▶ _Records for the exercise_

..............................

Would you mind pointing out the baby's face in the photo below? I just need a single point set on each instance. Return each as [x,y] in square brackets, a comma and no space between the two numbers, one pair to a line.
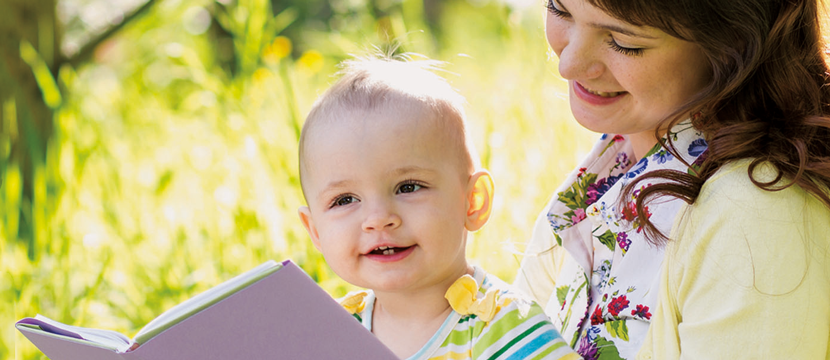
[387,200]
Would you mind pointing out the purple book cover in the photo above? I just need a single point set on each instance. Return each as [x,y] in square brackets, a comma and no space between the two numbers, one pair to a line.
[282,316]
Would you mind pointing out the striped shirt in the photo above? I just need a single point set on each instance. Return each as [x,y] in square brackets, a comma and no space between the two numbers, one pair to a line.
[518,330]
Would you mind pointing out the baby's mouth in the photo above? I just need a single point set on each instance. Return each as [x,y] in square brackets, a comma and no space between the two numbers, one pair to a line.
[387,250]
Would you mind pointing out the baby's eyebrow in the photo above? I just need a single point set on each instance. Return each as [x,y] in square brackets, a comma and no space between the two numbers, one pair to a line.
[411,169]
[337,184]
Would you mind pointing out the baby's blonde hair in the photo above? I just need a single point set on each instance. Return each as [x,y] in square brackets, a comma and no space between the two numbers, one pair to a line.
[397,82]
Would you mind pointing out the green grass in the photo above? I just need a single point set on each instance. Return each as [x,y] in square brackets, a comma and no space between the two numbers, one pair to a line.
[167,175]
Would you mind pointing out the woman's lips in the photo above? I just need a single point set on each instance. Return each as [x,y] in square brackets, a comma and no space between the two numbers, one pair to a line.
[596,97]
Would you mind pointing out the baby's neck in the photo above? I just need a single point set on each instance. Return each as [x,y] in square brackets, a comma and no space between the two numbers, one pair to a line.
[404,322]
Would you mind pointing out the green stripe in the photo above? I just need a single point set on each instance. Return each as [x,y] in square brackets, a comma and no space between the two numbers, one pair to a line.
[556,346]
[517,339]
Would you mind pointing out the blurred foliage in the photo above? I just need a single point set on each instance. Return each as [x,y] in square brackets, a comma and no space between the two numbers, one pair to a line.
[172,164]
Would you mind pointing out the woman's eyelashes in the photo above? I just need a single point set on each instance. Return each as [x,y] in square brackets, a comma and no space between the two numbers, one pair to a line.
[624,50]
[551,6]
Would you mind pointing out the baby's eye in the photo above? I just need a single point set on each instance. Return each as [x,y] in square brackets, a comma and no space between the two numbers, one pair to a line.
[409,187]
[343,200]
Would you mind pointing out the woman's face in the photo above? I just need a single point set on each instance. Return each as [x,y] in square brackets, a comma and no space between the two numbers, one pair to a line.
[623,79]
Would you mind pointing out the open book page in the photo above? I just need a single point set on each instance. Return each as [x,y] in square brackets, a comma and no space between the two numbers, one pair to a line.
[204,300]
[102,338]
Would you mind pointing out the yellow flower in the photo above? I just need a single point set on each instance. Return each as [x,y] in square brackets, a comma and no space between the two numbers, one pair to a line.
[311,61]
[276,50]
[354,302]
[462,298]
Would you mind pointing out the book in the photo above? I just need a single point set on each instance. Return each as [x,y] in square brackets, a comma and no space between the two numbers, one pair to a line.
[274,311]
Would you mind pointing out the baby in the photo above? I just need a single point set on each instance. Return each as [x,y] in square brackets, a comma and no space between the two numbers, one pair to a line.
[392,188]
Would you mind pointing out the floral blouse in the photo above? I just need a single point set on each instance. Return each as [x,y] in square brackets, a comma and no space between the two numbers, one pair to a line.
[604,285]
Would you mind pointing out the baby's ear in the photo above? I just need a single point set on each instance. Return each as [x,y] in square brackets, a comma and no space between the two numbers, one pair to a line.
[308,222]
[479,199]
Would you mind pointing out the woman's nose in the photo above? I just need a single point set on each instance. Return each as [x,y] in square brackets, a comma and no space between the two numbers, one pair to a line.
[579,57]
[381,217]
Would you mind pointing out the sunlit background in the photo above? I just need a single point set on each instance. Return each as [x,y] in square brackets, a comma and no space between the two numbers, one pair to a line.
[148,148]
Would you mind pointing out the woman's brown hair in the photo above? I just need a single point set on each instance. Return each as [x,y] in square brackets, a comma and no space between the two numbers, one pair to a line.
[768,99]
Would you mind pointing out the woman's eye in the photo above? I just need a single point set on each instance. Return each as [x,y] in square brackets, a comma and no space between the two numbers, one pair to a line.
[551,6]
[343,200]
[408,188]
[624,50]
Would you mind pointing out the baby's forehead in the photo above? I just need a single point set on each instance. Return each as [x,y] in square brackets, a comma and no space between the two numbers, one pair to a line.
[395,120]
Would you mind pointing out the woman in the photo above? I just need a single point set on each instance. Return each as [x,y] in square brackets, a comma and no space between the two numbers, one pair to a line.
[704,214]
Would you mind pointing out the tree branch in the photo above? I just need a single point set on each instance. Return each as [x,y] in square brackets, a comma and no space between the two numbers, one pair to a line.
[85,53]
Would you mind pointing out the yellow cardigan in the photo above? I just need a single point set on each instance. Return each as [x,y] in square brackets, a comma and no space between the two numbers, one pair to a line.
[746,275]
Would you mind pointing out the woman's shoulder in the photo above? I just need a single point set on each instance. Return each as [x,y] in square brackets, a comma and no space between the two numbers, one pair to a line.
[731,190]
[758,238]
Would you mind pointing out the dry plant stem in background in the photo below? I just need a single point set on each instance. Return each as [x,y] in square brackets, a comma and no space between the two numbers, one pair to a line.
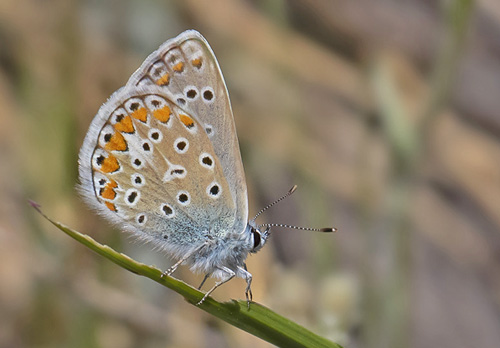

..............................

▶ _Exercise aim_
Collect every line of the records that contains the word "face" and copy each one out in full.

▶ _Correct output_
Would you mind pointing out the baby's face in the photo below? I just need a single point set on each instance. Return each as [x,y] in square brackets, a comma and no space between the two numbers, one pair to a line.
Would you mind pointing out the woman's face in the photo above? I just need a single point set on each instance. Return each as [x,y] in square brackets, a comma and no space between the two numbers, one pair to a line.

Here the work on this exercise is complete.